[Lesetext]

::::::

Umwege und das Stillsein


„Deshalb ließ Gott das Volk einen Umweg machen [...]“, stachen die Worte heraus, als ich eines Morgens in meiner Bibel las. Einen Umweg machen. Es hat sich sehr vertraut angehört...

Ich erinnerte mich an die Zeit, als mein Mann und ich unser erstes Kind erwartet hatten, und an die ersten zwei Jahre meines Mamaseins. Eigentlich habe ich mich die ganze Schwangerschaft lang so sehr darauf gefreut, endlich Mama zu werden. Die Schwangerschaft verlief ohne Komplikationen und gefühlt war alles so schön. Ich hatte mir ausgemalt, wie wundervoll es sein wird, meinen Sohn in den Armen zu halten, für ihn alles zu sein, was er braucht, und diese besondere Verbindung zwischen der Mama und dem Baby hautnah zu erleben.

Als es aber soweit war und ich die ersten Tage nach einer schweren Geburt mein Baby im Arm halten durfte, habe ich nichts 'Übernatürliches' gespürt. Ich hielt ein neues Lebewesen, kümmerte mich um es und war für es objektiv gesehen alles, was es brauchte. Nur im Inneren gab es keinen Klick. Und es gab den auch nicht in den kommenden Wochen oder Monaten. Erst als mein Sohn fast zwei Jahre alt war, fühlte ich mich als Mama angekommen. Nein, es heißt nicht, dass ich gar keine 'Muttergefühle' zu ihm empfand. Ich hatte ihn lieb, freute mich über ihn. Doch das war alles andere als eine tiefe innige Verbindung, die einfach vom Tag eins da ist (so war es bei meinem zweiten Kind).

::::::

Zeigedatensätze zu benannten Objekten
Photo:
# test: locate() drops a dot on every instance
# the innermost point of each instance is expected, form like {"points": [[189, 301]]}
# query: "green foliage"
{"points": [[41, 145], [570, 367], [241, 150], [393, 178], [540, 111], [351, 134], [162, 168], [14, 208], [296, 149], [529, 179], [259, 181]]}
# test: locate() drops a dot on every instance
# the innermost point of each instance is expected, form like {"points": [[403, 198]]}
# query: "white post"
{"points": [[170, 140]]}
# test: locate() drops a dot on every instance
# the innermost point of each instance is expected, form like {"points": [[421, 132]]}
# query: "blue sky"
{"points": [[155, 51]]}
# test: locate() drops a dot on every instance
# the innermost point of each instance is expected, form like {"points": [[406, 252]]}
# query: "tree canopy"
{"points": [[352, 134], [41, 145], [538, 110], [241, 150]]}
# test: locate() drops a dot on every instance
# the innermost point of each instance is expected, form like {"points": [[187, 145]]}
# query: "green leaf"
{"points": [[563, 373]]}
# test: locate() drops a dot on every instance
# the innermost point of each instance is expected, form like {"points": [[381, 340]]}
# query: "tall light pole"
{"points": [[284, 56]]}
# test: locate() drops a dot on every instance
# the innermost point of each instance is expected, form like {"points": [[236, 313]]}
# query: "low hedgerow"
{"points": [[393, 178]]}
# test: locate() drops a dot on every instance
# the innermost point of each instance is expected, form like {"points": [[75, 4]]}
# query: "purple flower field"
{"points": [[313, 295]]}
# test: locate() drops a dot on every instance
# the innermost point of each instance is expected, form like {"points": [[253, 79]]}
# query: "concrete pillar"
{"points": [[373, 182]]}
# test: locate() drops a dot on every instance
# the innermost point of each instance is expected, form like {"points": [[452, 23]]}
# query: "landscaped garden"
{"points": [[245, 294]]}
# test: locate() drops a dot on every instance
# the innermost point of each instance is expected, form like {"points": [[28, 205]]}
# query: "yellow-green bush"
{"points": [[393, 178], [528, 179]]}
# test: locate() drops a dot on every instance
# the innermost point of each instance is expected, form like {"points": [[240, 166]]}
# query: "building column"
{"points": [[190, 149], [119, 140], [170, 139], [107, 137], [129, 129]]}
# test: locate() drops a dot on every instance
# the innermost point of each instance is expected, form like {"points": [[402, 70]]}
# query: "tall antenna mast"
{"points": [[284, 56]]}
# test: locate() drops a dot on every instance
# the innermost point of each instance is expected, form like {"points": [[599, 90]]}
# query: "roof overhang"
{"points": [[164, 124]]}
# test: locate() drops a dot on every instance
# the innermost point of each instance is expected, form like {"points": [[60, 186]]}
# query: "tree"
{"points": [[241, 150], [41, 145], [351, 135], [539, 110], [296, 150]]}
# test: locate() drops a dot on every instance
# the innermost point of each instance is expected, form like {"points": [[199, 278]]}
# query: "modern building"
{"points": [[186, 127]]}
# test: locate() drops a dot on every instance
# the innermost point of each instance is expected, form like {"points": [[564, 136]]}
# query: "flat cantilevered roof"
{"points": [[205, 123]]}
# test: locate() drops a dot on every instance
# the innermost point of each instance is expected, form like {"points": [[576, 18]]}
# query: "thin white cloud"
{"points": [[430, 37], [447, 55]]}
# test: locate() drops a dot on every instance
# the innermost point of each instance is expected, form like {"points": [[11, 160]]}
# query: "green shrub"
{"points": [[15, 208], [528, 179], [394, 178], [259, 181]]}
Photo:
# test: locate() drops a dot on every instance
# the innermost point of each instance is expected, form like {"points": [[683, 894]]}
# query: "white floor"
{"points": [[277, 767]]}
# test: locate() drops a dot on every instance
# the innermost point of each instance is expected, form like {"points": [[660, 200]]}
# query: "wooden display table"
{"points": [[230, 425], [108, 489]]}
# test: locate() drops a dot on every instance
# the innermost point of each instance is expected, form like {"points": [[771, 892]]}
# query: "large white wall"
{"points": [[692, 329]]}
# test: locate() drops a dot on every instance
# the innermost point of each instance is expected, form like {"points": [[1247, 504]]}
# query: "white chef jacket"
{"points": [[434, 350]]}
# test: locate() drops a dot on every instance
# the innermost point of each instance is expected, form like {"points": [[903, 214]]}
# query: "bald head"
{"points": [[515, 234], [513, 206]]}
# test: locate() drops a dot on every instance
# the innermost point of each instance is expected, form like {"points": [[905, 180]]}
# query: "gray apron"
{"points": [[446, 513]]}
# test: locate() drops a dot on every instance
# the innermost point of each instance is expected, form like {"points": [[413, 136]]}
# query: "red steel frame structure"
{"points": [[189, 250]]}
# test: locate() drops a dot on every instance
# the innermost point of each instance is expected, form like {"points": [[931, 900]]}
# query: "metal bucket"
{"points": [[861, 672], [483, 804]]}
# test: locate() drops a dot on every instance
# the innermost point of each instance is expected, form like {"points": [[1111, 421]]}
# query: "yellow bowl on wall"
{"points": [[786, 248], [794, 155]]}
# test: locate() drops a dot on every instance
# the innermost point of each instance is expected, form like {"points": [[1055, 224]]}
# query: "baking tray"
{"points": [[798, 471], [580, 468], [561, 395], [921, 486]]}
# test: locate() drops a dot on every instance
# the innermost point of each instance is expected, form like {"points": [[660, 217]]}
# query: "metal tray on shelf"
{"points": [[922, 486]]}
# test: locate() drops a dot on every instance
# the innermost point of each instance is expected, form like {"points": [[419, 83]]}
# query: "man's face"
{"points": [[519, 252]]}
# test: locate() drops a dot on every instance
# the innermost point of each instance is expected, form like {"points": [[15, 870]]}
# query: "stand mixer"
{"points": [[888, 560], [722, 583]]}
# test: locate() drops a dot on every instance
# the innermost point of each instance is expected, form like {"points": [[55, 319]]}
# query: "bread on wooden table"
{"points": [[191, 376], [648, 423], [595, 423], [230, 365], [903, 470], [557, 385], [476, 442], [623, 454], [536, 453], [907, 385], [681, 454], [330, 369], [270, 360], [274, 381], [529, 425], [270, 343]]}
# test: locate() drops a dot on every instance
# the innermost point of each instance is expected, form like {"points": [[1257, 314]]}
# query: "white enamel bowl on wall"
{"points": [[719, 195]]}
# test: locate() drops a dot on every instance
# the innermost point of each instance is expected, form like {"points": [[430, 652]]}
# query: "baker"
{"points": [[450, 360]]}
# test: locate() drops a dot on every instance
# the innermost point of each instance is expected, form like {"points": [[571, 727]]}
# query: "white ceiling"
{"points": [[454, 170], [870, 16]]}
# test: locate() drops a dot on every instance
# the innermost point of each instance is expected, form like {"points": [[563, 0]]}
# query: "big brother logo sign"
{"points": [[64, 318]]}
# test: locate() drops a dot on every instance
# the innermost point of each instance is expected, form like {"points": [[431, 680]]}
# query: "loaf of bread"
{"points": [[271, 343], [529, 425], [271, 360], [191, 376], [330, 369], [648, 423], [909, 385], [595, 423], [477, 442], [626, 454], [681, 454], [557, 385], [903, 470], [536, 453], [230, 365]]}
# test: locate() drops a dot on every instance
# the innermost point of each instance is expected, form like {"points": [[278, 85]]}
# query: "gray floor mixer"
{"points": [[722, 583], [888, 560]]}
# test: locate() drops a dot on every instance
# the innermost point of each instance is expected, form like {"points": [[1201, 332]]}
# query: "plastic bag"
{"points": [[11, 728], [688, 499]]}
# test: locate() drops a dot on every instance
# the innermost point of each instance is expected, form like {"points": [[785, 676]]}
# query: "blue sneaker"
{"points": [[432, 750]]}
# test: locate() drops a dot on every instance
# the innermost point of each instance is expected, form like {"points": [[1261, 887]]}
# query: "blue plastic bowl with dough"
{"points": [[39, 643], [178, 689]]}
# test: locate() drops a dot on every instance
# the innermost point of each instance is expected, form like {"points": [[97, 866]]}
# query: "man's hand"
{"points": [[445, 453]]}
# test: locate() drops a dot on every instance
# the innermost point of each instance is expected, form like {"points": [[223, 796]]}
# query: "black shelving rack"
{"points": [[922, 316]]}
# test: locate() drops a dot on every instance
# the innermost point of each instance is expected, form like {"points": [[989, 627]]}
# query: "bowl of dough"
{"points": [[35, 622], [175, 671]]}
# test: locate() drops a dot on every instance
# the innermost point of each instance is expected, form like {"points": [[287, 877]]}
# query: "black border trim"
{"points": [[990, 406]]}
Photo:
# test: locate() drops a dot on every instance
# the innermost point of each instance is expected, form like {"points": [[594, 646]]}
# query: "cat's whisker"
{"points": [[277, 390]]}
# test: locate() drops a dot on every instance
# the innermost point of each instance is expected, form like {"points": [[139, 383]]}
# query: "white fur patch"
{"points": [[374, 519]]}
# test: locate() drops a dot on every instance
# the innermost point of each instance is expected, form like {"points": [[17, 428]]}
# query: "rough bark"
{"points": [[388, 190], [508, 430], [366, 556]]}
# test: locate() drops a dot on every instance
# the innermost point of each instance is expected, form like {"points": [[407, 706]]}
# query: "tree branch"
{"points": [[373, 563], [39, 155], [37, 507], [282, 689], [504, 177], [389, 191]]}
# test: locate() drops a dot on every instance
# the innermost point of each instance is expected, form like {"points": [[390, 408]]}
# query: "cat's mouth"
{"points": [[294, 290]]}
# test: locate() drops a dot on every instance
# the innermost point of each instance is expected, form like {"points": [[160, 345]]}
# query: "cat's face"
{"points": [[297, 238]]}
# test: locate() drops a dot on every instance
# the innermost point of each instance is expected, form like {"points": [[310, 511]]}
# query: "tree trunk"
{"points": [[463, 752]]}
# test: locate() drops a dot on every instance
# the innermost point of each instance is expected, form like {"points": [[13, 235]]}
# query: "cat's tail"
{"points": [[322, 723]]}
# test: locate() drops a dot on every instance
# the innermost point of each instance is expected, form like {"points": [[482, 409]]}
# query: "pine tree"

::::::

[Aufgabenstellung] Zähle aus dem Lesetext über Umwege und das Stillsein alles auf, was sich die schreibende Person während der Schwangerschaft nach dem Satz „Ich hatte mir ausgemalt, wie wundervoll es sein wird“ ausgemalt hatte.

[Schriftliche Lösung]
- den Sohn in den Armen zu halten
- für ihn alles zu sein, was er braucht
- die besondere Verbindung zwischen der Mama und dem Baby hautnah zu erleben